**Brief 1:** Decide whether each statement below agrees with the passage on Ontario's cannabis plan. Answer yes or no for each, and quote the text's deciding words. (a) Ontario's plan sets 19 years as the age limit for legal cannabis possession. (b) Cannabis use rates are highest among people aged 19 to 21. (c) The text expects legalization to lower use rates among young people.
**Brief 2:** Write the next part of the passage on Ontario's cannabis plan, starting after its last sentence.

BEGIN Text section

However, a couple of issues in Ontario’s plan raise some concern.
While the age limit of 19 years for legal cannabis possession is a sensible political compromise – especially vis-à-vis the correspondingly identical age limits for alcohol and tobacco – a crucial question is: What will happen to young people in possession of or using cannabis under age? Let us remember: Cannabis use rates are highest among those aged 16 to 18, where as many as two in five individuals are current users. Legalization will likely not decrease this rate – but may possibly increase use rates, at least initially, in this vulnerable group. So law-breaking in that group will be common.

END Text section
BEGIN Provided data

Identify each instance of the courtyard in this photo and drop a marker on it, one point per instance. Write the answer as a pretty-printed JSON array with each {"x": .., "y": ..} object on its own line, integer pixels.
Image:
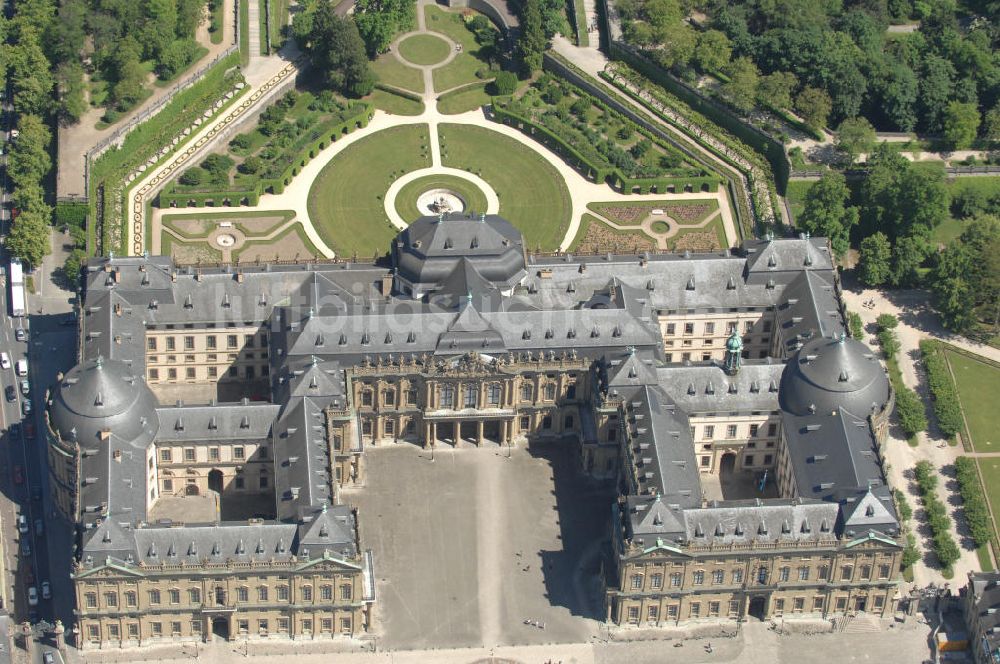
[{"x": 469, "y": 545}]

END Provided data

**Written reply 1:**
(a) Yes: "the age limit of 19 years for legal cannabis possession"
(b) No: "Cannabis use rates are highest among those aged 16 to 18"
(c) No: "Legalization will likely not decrease this rate"

**Written reply 2:**
The provision to “allow police to confiscate small amounts of cannabis from young people,” while pledging that the approach will protect youth and “focus on prevention, diversion, and harm reduction without unnecessarily bringing them into contact with the justice system” is neither sufficiently clear nor reassuring. Under prohibition, too many young lives have been harmed by the criminal consequences of trivial cannabis-related behaviours. Relying mainly on police inevitably will leave legal marks, and too easily extend young people’s entanglement in the criminal justice system because of some weed. To truly protect the health and welfare of young Ontarians, we must find better ways to deal with this issue outside of the heavy hands of law enforcement.
Further disconcerting is the plan to restrict cannabis exclusively to private homes. First, there is no good reason why cannabis, which is overall not more hazardous to others’ health than alcohol or tobacco, should be governed more restrictively in terms of sanctioned spaces for use (these other legal substances can either be enjoyed in licensed public premises, or in many public spaces). The proposed spatial restrictions extend a longstanding discrimination inherent in cannabis control that should be replaced by evidence- and proportionality-based approaches as we move towards legalization.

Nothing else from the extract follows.